**Task inputs:**
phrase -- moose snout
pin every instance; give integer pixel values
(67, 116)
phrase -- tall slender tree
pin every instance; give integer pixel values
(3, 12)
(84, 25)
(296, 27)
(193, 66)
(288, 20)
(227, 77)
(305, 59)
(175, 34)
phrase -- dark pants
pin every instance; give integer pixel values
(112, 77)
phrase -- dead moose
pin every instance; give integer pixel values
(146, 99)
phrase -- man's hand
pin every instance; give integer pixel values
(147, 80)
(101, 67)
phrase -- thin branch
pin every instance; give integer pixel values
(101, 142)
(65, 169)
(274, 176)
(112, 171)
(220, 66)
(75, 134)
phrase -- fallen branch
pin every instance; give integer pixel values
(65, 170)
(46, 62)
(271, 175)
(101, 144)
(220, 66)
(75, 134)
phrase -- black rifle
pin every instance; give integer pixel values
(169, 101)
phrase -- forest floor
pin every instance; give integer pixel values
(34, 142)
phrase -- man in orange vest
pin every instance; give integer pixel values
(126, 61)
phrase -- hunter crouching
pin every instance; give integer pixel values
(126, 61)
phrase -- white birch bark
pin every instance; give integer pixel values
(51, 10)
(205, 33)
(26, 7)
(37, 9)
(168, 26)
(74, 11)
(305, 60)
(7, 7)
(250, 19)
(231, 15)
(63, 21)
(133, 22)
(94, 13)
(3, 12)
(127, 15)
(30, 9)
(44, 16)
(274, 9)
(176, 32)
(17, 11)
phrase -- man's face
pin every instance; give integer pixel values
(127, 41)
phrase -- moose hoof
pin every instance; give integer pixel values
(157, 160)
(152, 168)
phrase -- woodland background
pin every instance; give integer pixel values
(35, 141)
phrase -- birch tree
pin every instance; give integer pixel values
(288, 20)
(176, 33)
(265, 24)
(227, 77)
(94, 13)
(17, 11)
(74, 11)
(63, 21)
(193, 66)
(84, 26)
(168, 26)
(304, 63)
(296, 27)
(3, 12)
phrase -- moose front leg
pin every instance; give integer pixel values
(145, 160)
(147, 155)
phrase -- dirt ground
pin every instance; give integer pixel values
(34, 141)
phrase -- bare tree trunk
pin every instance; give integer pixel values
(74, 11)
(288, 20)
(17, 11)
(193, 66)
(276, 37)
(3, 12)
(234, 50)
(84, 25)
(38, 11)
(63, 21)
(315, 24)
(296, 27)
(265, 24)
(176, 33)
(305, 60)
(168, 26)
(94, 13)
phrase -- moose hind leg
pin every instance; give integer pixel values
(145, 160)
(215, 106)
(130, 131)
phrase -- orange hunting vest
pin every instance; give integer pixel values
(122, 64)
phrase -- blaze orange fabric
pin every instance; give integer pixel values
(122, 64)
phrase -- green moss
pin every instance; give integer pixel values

**What is asked:**
Render the lines of the listing from the one containing "phrase -- moose hoof" through its final line, inclusive, as a numbered list, omitting any blank lines.

**Task answer:**
1. phrase -- moose hoof
2. pin every instance; give integer pixel values
3. (157, 160)
4. (152, 168)
5. phrase -- woodland background
6. pin every instance; give integer pixel values
7. (35, 141)
8. phrase -- birch tree
9. pin every instance; give integer pixel values
10. (288, 20)
11. (176, 33)
12. (265, 24)
13. (227, 77)
14. (94, 13)
15. (17, 11)
16. (74, 11)
17. (63, 21)
18. (193, 66)
19. (84, 26)
20. (168, 26)
21. (304, 63)
22. (296, 27)
23. (3, 12)
24. phrase -- moose front leg
25. pin every instance; give integer pixel values
26. (145, 160)
27. (147, 155)
28. phrase -- dirt ground
29. pin every instance; give integer pixel values
30. (34, 141)
31. phrase -- bare tree trunk
32. pin every instance; give integer pixel values
33. (74, 11)
34. (288, 20)
35. (17, 11)
36. (193, 66)
37. (276, 37)
38. (3, 12)
39. (234, 50)
40. (84, 25)
41. (38, 11)
42. (63, 21)
43. (315, 24)
44. (296, 27)
45. (265, 24)
46. (176, 33)
47. (305, 60)
48. (168, 26)
49. (94, 13)
50. phrase -- moose hind leg
51. pin every instance; give integer pixel values
52. (145, 160)
53. (215, 106)
54. (130, 131)
55. phrase -- orange hunting vest
56. pin every instance; give integer pixel values
57. (122, 64)
58. phrase -- blaze orange fabric
59. pin every instance; give integer pixel values
60. (122, 64)
61. phrase -- green moss
62. pin every instance; give integer pixel values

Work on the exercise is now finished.